■ Your instructions:
Can you update these records so that "one point per instance" becomes "a single point for each instance" everywhere, with nothing else changed?

■ Point-based annotation data:
----

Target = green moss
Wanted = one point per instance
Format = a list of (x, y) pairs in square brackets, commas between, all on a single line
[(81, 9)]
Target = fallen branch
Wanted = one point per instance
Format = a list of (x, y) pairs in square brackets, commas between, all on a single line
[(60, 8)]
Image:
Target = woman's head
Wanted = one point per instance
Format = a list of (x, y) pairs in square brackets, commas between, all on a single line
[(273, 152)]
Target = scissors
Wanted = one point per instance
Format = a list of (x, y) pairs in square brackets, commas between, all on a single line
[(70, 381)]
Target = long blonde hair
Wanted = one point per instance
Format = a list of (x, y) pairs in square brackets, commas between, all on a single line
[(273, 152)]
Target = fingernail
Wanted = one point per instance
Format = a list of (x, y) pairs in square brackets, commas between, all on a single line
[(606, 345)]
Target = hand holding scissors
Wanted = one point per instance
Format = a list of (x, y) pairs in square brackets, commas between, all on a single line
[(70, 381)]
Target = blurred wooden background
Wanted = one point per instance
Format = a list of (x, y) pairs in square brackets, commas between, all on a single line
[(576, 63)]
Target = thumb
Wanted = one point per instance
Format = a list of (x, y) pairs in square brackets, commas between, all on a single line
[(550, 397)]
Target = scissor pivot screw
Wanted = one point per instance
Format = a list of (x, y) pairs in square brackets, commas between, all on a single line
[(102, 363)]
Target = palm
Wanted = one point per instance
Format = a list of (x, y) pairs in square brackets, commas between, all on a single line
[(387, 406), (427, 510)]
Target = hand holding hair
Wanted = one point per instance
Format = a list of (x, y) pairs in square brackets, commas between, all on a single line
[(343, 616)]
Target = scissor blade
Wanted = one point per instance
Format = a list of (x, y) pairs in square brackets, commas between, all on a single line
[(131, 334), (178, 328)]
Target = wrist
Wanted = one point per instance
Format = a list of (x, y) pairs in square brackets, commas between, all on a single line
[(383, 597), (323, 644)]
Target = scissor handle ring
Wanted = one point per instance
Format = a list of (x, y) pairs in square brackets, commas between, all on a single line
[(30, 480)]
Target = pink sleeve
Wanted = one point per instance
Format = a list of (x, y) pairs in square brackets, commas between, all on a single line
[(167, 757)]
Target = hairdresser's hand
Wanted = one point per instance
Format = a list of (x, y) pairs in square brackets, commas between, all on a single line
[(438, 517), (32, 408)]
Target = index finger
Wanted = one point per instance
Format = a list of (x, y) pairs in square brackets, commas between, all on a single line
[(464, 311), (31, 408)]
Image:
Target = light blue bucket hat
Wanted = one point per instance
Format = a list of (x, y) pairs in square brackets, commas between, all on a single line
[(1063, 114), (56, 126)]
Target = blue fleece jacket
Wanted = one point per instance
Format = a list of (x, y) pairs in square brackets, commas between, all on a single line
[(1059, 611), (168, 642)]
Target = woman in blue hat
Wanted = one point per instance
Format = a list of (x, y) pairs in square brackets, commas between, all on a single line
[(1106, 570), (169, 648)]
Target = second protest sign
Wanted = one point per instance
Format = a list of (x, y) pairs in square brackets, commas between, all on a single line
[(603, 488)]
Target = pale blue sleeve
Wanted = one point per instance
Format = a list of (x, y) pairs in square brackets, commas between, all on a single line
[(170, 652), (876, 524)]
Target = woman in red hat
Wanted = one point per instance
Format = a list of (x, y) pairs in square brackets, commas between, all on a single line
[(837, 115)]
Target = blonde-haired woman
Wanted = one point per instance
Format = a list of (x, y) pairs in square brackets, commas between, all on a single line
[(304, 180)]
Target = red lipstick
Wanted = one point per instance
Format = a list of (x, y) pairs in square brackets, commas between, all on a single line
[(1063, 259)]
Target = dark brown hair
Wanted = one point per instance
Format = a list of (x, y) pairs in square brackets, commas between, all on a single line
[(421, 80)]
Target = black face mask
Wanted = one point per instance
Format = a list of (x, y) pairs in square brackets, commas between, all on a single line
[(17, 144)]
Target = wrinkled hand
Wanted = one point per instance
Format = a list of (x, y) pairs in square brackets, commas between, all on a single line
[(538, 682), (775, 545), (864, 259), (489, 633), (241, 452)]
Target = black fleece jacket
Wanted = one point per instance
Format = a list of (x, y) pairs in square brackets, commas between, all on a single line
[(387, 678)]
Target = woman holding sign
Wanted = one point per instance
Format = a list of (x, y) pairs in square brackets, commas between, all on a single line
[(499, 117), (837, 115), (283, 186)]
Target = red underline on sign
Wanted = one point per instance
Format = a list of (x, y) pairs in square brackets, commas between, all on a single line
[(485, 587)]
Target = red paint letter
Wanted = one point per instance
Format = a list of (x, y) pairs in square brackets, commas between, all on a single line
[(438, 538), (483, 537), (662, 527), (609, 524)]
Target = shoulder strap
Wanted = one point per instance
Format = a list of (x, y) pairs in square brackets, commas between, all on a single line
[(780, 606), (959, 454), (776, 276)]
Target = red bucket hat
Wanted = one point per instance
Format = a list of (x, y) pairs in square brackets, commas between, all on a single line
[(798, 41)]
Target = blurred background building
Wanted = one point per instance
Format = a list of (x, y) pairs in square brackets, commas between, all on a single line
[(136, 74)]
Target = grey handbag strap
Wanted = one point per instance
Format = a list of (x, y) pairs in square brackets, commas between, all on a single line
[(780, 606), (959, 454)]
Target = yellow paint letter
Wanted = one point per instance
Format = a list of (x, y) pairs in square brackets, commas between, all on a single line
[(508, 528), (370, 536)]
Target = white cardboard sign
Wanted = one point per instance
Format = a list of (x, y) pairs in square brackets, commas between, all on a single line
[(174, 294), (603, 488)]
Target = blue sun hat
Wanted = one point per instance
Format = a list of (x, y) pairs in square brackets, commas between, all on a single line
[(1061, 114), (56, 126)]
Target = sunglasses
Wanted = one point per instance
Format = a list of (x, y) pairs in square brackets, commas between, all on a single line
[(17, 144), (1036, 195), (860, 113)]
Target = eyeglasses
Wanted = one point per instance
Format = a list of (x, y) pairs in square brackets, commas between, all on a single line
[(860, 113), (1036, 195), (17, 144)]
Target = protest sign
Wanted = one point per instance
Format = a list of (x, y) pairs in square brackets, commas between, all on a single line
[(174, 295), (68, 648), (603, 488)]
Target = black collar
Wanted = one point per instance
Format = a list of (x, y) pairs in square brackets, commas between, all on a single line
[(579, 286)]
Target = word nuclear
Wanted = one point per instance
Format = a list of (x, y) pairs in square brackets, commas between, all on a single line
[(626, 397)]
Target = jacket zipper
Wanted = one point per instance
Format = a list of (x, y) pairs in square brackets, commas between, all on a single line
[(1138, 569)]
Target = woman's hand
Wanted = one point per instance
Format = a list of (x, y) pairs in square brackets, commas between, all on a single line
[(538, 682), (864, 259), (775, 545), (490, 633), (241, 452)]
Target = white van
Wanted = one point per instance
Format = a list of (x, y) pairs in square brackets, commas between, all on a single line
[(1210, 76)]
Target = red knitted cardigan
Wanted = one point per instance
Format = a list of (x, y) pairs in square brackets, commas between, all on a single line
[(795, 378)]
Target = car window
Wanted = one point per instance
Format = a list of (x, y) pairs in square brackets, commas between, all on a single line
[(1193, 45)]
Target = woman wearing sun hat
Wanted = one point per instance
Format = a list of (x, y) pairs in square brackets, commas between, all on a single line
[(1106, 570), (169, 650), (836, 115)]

----

■ Written answer:
Target = green moss
Wanted = a single point for each instance
Format = a list of (x, y) pairs in square brackets, commas between, all on a single line
[(81, 9)]
Target = fallen branch
Wanted = a single point for each instance
Format = a list of (x, y) pairs in square brackets, commas between, all on a single line
[(60, 8)]
Image:
Target = woman's head
Wanted = a single point for each instance
Format = a list of (x, y) pairs in square brackets, commas between, all on a single line
[(273, 152)]
Target = scissors
Wanted = a single point for each instance
Format = a list of (x, y) pairs in square brackets, commas between, all on a single line
[(70, 381)]
Target = long blonde hair
Wanted = a single point for each instance
Format = a list of (x, y) pairs in square brackets, commas between, all on a single line
[(273, 152)]
Target = fingernail
Wanted = a single point for each instance
Format = a list of (x, y) pairs in square brackets, commas between, all on a single line
[(606, 345)]
Target = hand holding scissors
Wanted = a single point for each instance
Format = a list of (x, y) pairs in square brackets, commas between, all on a single line
[(70, 381)]
Target = blurred wooden background
Wanted = a single point for each instance
Format = a list of (x, y) pairs in square brackets, commas between, all on a single line
[(576, 63)]
Target = thumb
Wanted = a single point for each instance
Format = a list of (x, y) pairs in square brackets, commas between, all on a single line
[(550, 397)]
Target = scissor pivot screw
Wanted = a single point for each instance
Format = a list of (x, y) pairs in square brackets, commas between, all on a single line
[(102, 363)]
Target = palm
Wanted = a single point for each instance
Format = a list of (x, y) pairs in square brackets, commas between, all on a single line
[(387, 406), (427, 510)]
Target = hand holding hair
Wanted = a single point for each instance
Format = a list of (x, y) pairs in square brackets, commas between, all on a single line
[(343, 616)]
Target = scissor blade
Wanted = a single point for each instance
Format = a list of (x, y) pairs in square brackets, commas between, all on a single line
[(131, 334), (178, 328)]
Target = wrist
Wanted = a single point for each instance
Format = a list of (x, y) pairs in square brackets, commas between, all on a single line
[(383, 597), (323, 644)]
Target = scissor handle ring
Wanted = a single point for each instance
Format = a list of (x, y) pairs in square brackets, commas between, all on a single line
[(30, 480)]
Target = pink sleeve
Wanted = a single point for each instance
Format = a list of (x, y) pairs in square brackets, commas between, all on a single line
[(167, 757)]
Target = hairdresser's hand
Wanted = a single point for each instance
Format = a list of (x, y) pairs in square brackets, commas between, all on a single line
[(438, 517), (32, 408)]
Target = index finger
Wanted = a single point for each instance
Format = a list of (x, y) pairs in square brackets, commas between, all on a single line
[(464, 311), (31, 408)]
Image:
Target = light blue bucket hat
Wanted = a single point for each instance
Format = a list of (x, y) pairs in square brackets, commas between, all on a single line
[(1063, 114), (56, 126)]
Target = blue fleece jacket
Wanted = a single point for each instance
Format = a list of (x, y) pairs in square brackets, commas between, all on a single line
[(1059, 611), (168, 642)]
Target = woman in blue hat
Wanted = a single point for each instance
Format = a list of (x, y) pairs in square brackets, commas between, all on a single line
[(1106, 570), (169, 648)]
Target = second protest sign
Wanted = a single point for each instance
Format = a list of (x, y) pairs in square brackets, commas between, all on a single line
[(603, 488)]
Target = pale blue sleeve
Wanted = a single point for each instance
Format = a list of (x, y) pairs in square brackets, commas between, all on a single line
[(170, 652), (876, 524)]
Target = woman in red hat
Wanted = a single point for each instance
Format = a list of (x, y) pairs in square brackets, commas between, all on a single line
[(837, 115)]
Target = blonde-haired woman
Wanted = a single point for each instance
Format = a list of (x, y) pairs in square brackets, commas between, all on a single line
[(304, 180)]
Target = red lipstick
Wanted = a single point for each instance
Format = a list of (x, y) pairs in square brackets, commas between, all on a single line
[(1063, 259)]
Target = dark brown hair
Wanted = a single point for each instance
Format = a list of (x, y) pairs in square brackets, commas between, all on a single line
[(421, 80)]
Target = black face mask
Wanted = a single point for each instance
Format = a list of (x, y) pairs in square brackets, commas between, all on a single line
[(17, 144)]
Target = wrinkled hand
Wanted = a single point for each instance
Format = a list of (x, y) pairs in square brackets, commas between, all on a single line
[(538, 682), (775, 545), (864, 259), (489, 633), (241, 452)]
Target = black fleece jacket
Wanted = a single point for each instance
Format = a list of (x, y) pairs in square brackets, commas between, all on a single line
[(387, 678)]
Target = woman holding sign
Wanted = a single point for each instance
Format = a list of (x, y) pairs in square brackets, commas between, all on a single line
[(499, 117), (837, 115), (283, 186)]
Target = red underline on sign
Wanted = a single point for each instance
Format = a list of (x, y) pairs in square brackets, commas between, all on a single line
[(485, 587)]
Target = red paint letter
Wanted = a single point for each instance
Format = a list of (x, y) pairs in square brackets, commas between, all on a single line
[(438, 538), (483, 537), (662, 527), (609, 524)]
Target = shoulder strap
Wanted = a single point for each instance
Format = a list of (x, y) pairs in square brackets, commas between, all on a single line
[(780, 606), (959, 454), (776, 276)]
Target = red bucket hat
Wanted = a single point for each instance
Format = a list of (x, y) pairs in square brackets, commas between, all on a single line
[(798, 41)]
Target = blurred background building
Wanted = a single point for each instance
Format = a list of (x, y) pairs in square brackets, commas between, all on a single line
[(136, 74)]
Target = grey handbag strap
Wanted = a single point for each instance
Format = a list of (x, y) pairs in square brackets, commas between, all on a single line
[(780, 606), (959, 454)]
Target = yellow paint letter
Wanted = a single point for each instance
Format = a list of (x, y) pairs in square brackets, commas between, all on a single line
[(508, 528), (370, 536)]
Target = white cardboard sign
Wanted = a single point for each instance
Format = a list of (x, y) pairs in square brackets, commas between, all on a single line
[(174, 294), (603, 488)]
Target = blue sun hat
Wanted = a single point for each instance
Format = a list of (x, y) pairs in square brackets, commas between, all on a single line
[(1061, 114), (56, 126)]
Target = sunglasses
Wanted = a single point for each instance
Format = a list of (x, y) pairs in square brackets, commas between, all on a single line
[(17, 144), (1036, 195), (860, 113)]
Target = eyeglasses
Wanted = a single point for each instance
Format = a list of (x, y) pairs in square brackets, commas between, all on a single line
[(860, 113), (1036, 195), (17, 144)]
Target = protest sign
Wanted = a single point for each instance
Format = a list of (x, y) pairs in square brackets, commas between, all on a single line
[(174, 295), (68, 648), (603, 488)]
Target = black collar
Wanted = a single point for each instance
Format = a list of (x, y) pairs in square brackets, commas between, all on a single line
[(579, 286)]
Target = word nuclear
Wanted = a single point for each instance
Format = a list of (x, y) pairs in square brackets, commas between, all on a single line
[(626, 397)]
Target = jacket zipper
Wanted = a single point for each instance
Format = a list of (x, y) pairs in square brackets, commas between, all on a single line
[(1138, 569)]
Target = woman's hand
Wanted = a single point for each instance
Format = a list of (x, y) pairs in square brackets, commas between, all on a single line
[(538, 682), (864, 259), (775, 545), (490, 633), (241, 452)]
Target = white van
Wanted = a single point for each instance
Format = a list of (x, y) pairs in square brackets, commas between, all on a single line
[(1210, 76)]
Target = red knitted cardigan
Wanted = a single point for each instance
Format = a list of (x, y) pairs in square brackets, commas between, all on a single line
[(795, 378)]
Target = car window
Wanted = a single point for each instance
Format = a list of (x, y) pairs in square brackets, commas between, all on a single line
[(1193, 45)]
Target = woman wearing sun hat
Wanted = a single point for each instance
Format = a list of (x, y) pairs in square brackets, commas between, all on a single line
[(1106, 570), (169, 650), (836, 115)]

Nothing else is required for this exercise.